■ The problem
Rewrite every line of the data from the one containing "Exercise. Point to the evergreen" down to and including the one containing "[307, 1121]", shifting each answer coordinate by -118 and leaving everything else unchanged.

━━━━━━━━

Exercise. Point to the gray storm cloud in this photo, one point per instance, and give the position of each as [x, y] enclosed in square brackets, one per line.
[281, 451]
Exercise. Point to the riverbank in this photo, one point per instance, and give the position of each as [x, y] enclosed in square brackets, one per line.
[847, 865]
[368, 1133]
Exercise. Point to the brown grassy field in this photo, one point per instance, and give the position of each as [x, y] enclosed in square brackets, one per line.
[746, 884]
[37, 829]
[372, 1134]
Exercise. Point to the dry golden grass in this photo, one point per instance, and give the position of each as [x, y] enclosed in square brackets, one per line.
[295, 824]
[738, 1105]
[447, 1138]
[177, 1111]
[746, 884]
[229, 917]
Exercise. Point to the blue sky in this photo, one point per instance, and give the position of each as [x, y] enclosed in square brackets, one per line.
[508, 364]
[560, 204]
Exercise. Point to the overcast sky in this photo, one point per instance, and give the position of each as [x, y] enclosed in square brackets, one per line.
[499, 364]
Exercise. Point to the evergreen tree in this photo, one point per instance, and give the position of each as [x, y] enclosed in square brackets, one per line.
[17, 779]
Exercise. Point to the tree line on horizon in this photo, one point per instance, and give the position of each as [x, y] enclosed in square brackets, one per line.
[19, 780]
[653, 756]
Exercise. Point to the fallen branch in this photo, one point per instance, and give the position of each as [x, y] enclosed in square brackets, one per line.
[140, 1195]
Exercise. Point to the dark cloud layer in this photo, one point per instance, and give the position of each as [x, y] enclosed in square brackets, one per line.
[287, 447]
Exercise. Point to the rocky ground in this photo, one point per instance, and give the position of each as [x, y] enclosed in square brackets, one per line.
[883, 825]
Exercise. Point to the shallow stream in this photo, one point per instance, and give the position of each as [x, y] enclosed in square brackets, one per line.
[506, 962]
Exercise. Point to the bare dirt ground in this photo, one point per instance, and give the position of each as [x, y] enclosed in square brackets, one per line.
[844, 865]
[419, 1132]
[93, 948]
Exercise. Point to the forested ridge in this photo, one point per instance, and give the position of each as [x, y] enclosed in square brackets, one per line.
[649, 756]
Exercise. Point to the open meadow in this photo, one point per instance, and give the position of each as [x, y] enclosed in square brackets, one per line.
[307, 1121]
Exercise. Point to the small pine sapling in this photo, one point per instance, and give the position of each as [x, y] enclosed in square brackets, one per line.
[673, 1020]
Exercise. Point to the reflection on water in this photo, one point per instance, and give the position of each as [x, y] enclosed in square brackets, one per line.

━━━━━━━━

■ Full answer
Exercise. Point to the evergreen tree in this photo, one point per instance, and give the position of each as [x, y] enclosed in square brackets, one per line.
[-101, 661]
Exercise. Point to the tree line on horizon in this photo, one point per instance, and give the position of each as [x, y] enclosed in square brackets, one per line.
[-99, 662]
[535, 638]
Exercise. Point to the fallen branch in this photo, one point per instance, and give the position of each as [x, y] enclosed in square brackets, one per line.
[22, 1077]
Exercise. Point to the dark cloud layer in this photo, one point per instance, and give the position of each as [x, y] enclosed in square brackets, one per line.
[169, 329]
Exercise. Point to the rocky ground in this photo, one point per instance, and give the position of each as [x, y] enclosed in square brackets, one per line.
[765, 707]
Exercise. Point to the shallow stream in this photo, one point per instance, and give the position of each as [x, y] enclosed in square brackets, one per line.
[388, 844]
Exercise. Point to the bare dirt ground in this photo, one point per instance, and give the position of each as [x, y] enclosed in square brackets, one per line.
[726, 747]
[301, 1014]
[-25, 830]
Exercise. Point to the forested ridge in this photo, one point per instance, and give the position of each as [x, y] enclosed in square brackets, one per line.
[531, 638]
Exercise. Point to the open meadow in this photo, one point per instance, and give the position of each as [x, y] enclosed in square brackets, one per line.
[189, 1003]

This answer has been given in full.